(To do):
1/ Check each statement below against the label announcement about Vieo Abiungo and state whether it agrees (yes or no), quoting the deciding words of the text: (a) More than six years passed after the previous Vieo Abiungo album. (b) 'The Dregs' is slated for release in late April 2019. (c) The 8 album series is titled 'Deceptive Cadence.'
2/ From the label announcement about Vieo Abiungo, return word for word the passage that opens with the words containing "Nearly ten years" and closes with "our hands on.".

(Text excerpt):
BEGIN

Nearly ten years ago at the onset of Lost Tribe Sound, an artist emerged whose impact would go on to define our core direction as a label, to release music that leaves its tattered edges proudly in place, acoustic instrumentation blended seamlessly with dirty mechanics, timeworn sound worlds rooted in the muck and mire of the present. While we’ve traversed a wide variety of genres over the years, 2019 will find LTS returning to our origins, a label dedicated to exposing some of most beautifully bizarre beat-driven electro-acoustic music we can get our hands on.
With that said, who better to kick off the year, than Vieo Abiungo. Many know this artist by his proper name William Ryan Fritch, but those who have followed LTS for a while should instantly recognize Fritch’s more obscure moniker. A name thought to be long since retired, as it’s been over 6 years since Fritch released his last Vieo Abiungo album, ‘Thunder May Have Ruined The Moment.’ March 15th, will see the release of a new full length album ‘The Dregs.’
‘The Dregs’ was conceived over the last couple months to help along our 8 album series currently underway, titled, ‘We Stayed The Path That Fell To Shadow.’ The series hit some typical production lags, combined with a dose of personal tragedy. Fritch and LTS wanted something to offer our loyal subscribers that would bridge the gap until the arrival of his upcoming double album ‘Deceptive Cadence: Music For Film Vol. I & II,’ slated for release in late April 2019. We discussed resurrecting Vieo Abiungo, something we’ve entertained for a while now. We asked if we could dive into Fritch’s massive archive of music and unearth some our favorite Vieo Abiungo tunes from lost and abandoned albums. What we discovered were pieces that buzzed with the same raw and texturally unpredictability that first drew LTS to Fritch's music.

END

(Information):
BEGIN

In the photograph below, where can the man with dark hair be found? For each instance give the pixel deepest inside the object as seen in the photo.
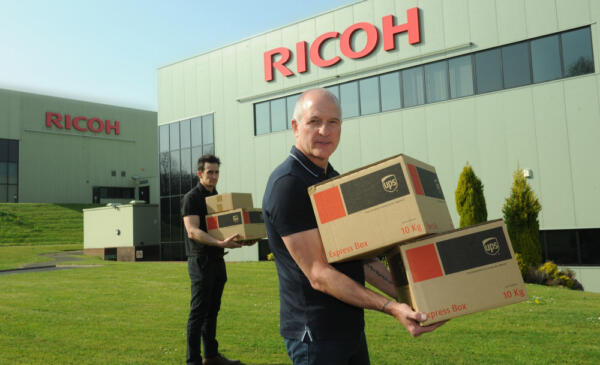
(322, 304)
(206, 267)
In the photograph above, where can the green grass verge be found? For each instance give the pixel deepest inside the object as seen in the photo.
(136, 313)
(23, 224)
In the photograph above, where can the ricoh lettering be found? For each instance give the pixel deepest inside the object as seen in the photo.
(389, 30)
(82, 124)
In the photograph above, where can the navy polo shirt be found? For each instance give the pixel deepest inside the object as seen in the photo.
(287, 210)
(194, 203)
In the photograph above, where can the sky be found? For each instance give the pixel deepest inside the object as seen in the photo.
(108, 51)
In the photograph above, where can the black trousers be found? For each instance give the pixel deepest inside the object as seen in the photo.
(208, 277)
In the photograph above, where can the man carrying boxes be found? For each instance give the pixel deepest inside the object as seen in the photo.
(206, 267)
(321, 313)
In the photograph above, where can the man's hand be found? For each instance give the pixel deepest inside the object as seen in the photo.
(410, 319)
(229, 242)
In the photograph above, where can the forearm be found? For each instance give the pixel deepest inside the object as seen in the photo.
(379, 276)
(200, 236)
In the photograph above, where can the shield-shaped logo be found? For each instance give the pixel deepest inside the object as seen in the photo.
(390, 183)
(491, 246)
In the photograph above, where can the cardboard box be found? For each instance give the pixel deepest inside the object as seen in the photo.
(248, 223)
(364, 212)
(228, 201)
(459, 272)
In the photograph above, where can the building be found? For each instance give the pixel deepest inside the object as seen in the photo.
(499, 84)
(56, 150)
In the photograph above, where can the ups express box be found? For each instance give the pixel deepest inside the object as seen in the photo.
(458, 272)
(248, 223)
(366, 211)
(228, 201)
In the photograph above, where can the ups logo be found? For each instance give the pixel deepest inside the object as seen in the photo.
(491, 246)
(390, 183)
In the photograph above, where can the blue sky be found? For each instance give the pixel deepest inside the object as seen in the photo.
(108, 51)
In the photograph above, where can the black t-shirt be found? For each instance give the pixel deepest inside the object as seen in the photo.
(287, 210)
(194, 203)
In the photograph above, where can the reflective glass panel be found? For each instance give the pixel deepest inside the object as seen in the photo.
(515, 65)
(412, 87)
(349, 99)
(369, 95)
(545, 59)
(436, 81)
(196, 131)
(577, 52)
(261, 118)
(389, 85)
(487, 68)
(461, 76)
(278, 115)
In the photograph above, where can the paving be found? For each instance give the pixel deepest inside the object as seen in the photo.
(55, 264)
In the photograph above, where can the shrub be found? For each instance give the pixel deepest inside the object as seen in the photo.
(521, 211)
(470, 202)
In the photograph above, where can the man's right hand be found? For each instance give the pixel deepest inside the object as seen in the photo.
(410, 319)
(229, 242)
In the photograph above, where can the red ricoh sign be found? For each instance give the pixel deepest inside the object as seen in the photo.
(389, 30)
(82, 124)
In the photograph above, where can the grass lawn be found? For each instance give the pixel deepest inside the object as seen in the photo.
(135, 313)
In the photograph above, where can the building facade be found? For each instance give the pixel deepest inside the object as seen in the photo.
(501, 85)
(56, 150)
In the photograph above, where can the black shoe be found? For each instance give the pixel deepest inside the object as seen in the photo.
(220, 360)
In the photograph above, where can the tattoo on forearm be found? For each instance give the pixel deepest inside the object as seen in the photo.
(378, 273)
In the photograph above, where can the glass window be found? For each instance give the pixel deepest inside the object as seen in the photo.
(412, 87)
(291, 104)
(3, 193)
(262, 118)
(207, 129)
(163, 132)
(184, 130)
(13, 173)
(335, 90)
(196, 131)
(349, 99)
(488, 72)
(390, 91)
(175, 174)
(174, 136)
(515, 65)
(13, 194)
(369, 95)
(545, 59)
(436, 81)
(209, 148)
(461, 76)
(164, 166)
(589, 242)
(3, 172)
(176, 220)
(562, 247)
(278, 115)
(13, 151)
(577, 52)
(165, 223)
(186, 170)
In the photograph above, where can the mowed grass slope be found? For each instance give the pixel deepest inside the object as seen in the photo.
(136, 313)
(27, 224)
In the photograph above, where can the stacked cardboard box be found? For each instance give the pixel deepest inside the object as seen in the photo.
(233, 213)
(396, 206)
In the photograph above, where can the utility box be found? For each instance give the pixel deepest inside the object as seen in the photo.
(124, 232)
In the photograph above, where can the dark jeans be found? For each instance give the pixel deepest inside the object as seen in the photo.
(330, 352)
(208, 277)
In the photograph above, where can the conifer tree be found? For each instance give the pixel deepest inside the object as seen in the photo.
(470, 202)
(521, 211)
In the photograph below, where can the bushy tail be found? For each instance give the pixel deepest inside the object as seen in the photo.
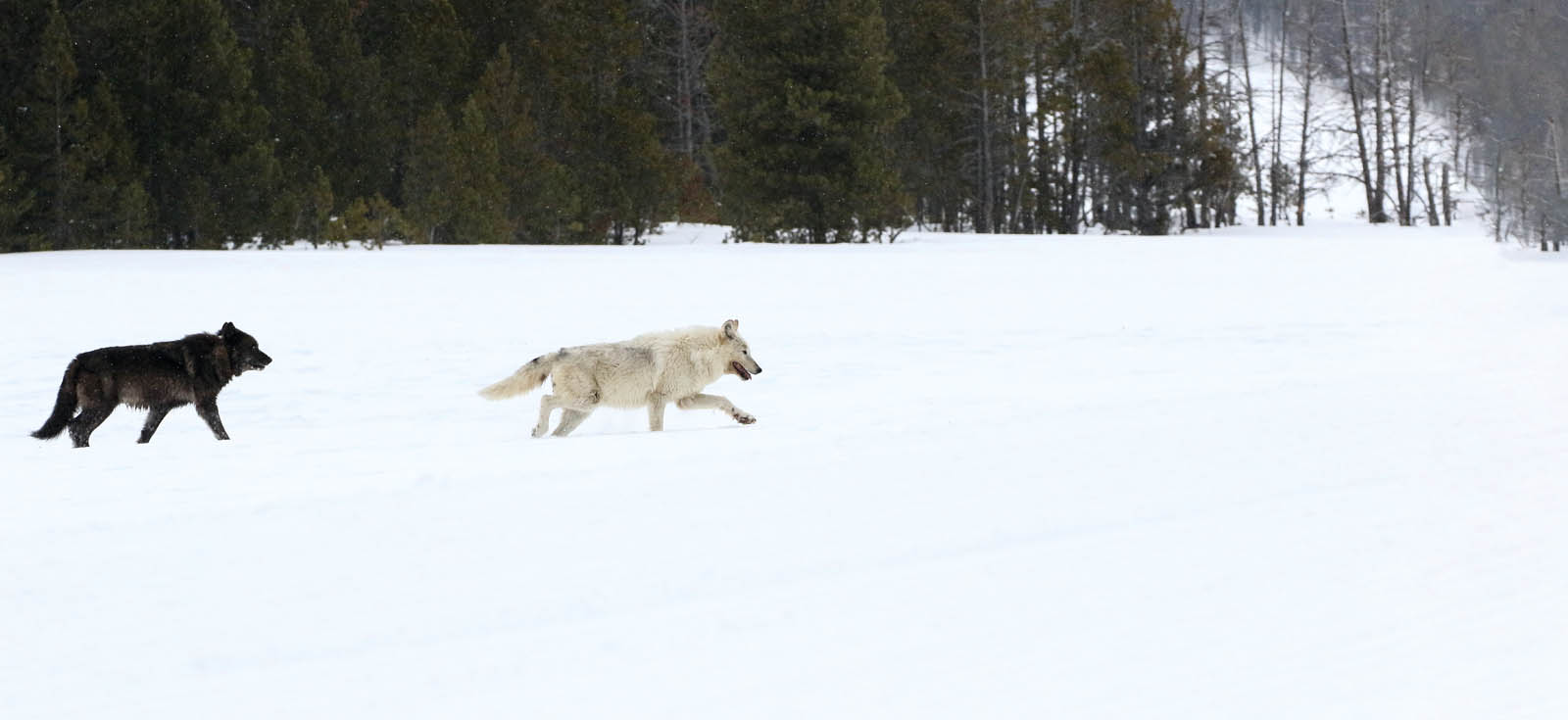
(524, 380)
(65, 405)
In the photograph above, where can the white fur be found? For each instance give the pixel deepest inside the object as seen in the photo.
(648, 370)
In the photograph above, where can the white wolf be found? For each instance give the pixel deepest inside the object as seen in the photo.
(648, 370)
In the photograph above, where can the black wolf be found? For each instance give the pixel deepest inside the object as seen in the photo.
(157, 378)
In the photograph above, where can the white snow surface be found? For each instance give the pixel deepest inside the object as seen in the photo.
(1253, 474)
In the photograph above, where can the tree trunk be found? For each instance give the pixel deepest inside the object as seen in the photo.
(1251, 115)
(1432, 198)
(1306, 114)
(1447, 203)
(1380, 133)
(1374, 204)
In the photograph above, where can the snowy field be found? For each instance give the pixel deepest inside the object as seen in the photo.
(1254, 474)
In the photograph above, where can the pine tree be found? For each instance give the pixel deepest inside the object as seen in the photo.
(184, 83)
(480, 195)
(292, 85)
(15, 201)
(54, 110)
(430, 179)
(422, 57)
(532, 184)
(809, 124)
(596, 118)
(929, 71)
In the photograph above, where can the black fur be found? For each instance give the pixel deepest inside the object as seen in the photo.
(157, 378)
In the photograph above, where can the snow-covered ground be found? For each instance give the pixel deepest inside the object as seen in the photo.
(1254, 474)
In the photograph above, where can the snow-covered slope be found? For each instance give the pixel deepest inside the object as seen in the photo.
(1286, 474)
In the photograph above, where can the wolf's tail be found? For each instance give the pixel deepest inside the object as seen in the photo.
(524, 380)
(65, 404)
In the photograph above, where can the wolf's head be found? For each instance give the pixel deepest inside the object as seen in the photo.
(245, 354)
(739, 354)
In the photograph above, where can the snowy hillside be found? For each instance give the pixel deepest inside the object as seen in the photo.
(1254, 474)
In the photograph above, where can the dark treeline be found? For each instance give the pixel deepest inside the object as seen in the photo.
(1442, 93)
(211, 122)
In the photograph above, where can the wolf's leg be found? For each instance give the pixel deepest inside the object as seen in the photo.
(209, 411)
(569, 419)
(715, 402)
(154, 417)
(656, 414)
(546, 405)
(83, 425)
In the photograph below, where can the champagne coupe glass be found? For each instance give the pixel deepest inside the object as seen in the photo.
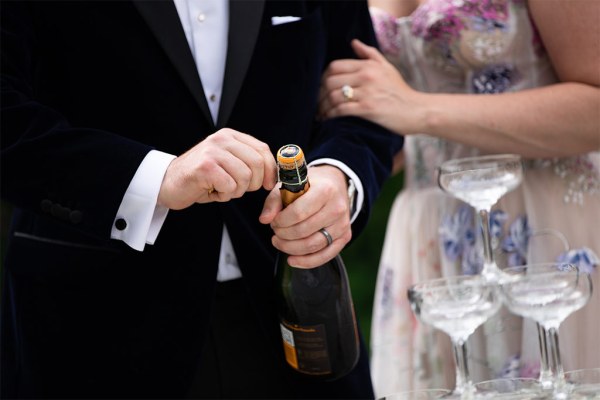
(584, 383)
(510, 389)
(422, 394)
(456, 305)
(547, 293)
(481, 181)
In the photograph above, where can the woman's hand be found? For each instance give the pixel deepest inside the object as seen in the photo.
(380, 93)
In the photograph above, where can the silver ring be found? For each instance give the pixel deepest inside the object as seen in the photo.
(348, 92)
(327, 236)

END
BEGIN

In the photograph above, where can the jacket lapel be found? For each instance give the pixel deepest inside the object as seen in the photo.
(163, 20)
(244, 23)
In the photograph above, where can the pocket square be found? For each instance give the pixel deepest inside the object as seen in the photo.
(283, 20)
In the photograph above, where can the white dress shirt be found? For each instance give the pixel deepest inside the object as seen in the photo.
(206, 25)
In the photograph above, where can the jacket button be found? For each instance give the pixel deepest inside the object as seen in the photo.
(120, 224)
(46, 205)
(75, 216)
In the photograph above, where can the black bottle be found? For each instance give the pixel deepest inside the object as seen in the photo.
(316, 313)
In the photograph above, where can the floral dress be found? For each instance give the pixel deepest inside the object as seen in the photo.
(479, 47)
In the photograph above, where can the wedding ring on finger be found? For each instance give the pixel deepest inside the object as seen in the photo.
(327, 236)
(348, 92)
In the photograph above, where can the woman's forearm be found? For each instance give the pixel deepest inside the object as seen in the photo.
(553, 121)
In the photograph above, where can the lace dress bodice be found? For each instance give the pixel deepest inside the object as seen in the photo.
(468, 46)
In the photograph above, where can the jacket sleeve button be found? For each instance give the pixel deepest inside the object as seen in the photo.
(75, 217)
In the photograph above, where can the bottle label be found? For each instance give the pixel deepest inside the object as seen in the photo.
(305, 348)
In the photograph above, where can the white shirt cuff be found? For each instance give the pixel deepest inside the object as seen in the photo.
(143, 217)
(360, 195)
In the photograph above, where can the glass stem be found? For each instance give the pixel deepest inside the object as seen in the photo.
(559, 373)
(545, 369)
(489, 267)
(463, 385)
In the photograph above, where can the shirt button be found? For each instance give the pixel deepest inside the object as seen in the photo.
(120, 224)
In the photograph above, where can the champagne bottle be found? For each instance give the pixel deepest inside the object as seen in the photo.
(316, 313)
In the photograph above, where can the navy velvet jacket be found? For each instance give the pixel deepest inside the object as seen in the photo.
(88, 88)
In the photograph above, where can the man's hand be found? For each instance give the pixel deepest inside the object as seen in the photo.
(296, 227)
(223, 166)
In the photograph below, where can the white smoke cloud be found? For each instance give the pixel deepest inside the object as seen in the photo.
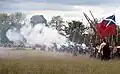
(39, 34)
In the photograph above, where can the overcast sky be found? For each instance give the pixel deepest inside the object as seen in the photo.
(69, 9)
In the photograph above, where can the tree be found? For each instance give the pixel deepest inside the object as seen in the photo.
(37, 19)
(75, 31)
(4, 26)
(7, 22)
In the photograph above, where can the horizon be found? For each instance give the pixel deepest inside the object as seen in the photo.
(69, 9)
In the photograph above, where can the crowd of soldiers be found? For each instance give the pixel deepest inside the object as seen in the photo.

END
BEGIN

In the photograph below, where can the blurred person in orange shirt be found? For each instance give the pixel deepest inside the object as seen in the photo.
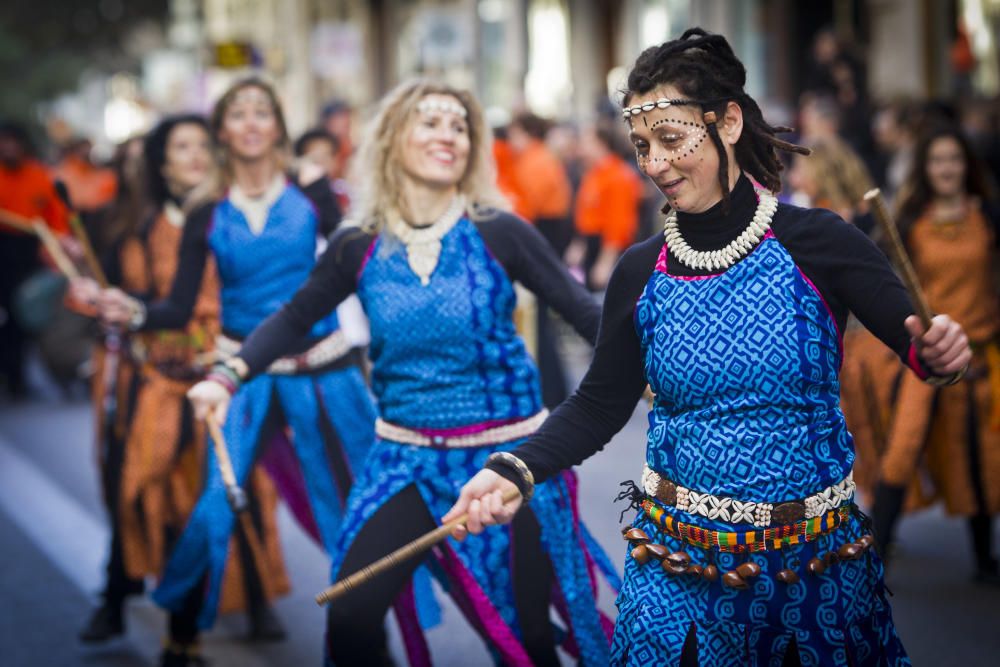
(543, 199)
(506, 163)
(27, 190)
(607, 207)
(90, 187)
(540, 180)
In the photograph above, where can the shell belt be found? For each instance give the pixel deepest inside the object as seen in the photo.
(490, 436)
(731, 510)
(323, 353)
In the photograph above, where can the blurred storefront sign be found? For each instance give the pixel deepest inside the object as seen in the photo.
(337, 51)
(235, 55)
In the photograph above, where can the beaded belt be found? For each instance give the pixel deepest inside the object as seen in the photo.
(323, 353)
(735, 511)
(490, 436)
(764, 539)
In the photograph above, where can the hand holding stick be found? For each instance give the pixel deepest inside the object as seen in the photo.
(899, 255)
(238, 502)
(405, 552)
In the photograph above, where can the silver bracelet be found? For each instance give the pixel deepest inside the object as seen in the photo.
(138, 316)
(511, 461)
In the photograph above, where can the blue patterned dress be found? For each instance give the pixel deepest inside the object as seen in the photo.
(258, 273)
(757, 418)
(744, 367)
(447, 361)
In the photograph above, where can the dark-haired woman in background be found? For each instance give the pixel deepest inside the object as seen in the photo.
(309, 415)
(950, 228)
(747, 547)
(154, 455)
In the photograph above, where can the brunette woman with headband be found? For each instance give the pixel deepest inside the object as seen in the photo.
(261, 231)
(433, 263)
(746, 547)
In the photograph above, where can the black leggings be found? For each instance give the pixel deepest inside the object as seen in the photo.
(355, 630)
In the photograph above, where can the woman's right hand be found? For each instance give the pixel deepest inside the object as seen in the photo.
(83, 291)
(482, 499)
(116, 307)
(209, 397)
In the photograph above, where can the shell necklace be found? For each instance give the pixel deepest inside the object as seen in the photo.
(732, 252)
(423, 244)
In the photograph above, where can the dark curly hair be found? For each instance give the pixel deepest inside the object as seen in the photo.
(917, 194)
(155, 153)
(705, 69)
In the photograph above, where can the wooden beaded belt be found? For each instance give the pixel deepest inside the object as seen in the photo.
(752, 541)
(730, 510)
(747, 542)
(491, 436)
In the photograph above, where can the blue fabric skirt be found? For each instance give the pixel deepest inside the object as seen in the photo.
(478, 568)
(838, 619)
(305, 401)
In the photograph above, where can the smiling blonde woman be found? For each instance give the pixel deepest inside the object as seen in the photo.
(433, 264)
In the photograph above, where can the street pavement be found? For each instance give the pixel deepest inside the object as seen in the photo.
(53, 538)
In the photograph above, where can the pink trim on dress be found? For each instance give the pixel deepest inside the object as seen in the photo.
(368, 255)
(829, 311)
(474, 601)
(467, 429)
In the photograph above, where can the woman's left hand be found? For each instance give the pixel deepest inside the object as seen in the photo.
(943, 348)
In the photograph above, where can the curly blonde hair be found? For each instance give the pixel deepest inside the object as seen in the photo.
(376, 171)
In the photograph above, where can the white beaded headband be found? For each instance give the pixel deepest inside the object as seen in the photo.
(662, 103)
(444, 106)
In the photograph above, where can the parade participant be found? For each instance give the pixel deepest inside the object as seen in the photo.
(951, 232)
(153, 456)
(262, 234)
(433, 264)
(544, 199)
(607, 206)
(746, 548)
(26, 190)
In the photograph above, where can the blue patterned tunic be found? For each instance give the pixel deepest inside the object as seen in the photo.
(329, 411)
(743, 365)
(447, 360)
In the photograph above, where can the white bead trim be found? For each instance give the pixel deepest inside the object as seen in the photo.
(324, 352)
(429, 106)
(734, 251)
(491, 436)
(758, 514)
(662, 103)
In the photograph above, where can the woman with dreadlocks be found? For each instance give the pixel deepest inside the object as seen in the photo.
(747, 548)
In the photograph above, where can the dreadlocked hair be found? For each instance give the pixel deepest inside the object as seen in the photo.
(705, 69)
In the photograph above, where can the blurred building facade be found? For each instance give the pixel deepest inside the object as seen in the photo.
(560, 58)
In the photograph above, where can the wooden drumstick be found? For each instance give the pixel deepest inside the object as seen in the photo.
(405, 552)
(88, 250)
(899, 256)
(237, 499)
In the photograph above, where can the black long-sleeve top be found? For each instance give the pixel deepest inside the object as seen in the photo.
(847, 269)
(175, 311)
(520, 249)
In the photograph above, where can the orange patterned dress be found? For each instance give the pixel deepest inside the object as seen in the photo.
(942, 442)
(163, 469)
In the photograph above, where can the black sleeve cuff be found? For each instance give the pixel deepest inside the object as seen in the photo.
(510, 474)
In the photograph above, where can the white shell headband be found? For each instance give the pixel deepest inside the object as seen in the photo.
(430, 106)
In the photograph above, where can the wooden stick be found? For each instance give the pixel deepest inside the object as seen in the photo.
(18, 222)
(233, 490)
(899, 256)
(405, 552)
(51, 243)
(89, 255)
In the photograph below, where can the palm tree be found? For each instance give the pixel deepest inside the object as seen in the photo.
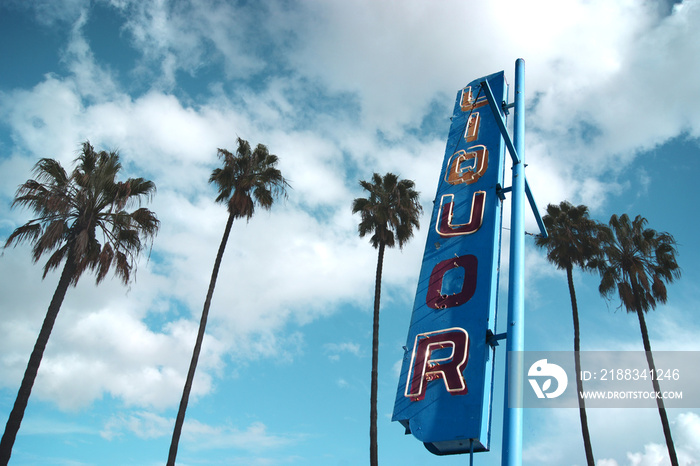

END

(Expected outputs):
1/
(a) Yes: "it’s been over 6 years since Fritch released his last Vieo Abiungo album"
(b) No: "March 15th, will see the release of a new full length album ‘The Dregs.’"
(c) No: "our 8 album series currently underway, titled, ‘We Stayed The Path That Fell To Shadow.’"

2/
Nearly ten years ago at the onset of Lost Tribe Sound, an artist emerged whose impact would go on to define our core direction as a label, to release music that leaves its tattered edges proudly in place, acoustic instrumentation blended seamlessly with dirty mechanics, timeworn sound worlds rooted in the muck and mire of the present. While we’ve traversed a wide variety of genres over the years, 2019 will find LTS returning to our origins, a label dedicated to exposing some of most beautifully bizarre beat-driven electro-acoustic music we can get our hands on.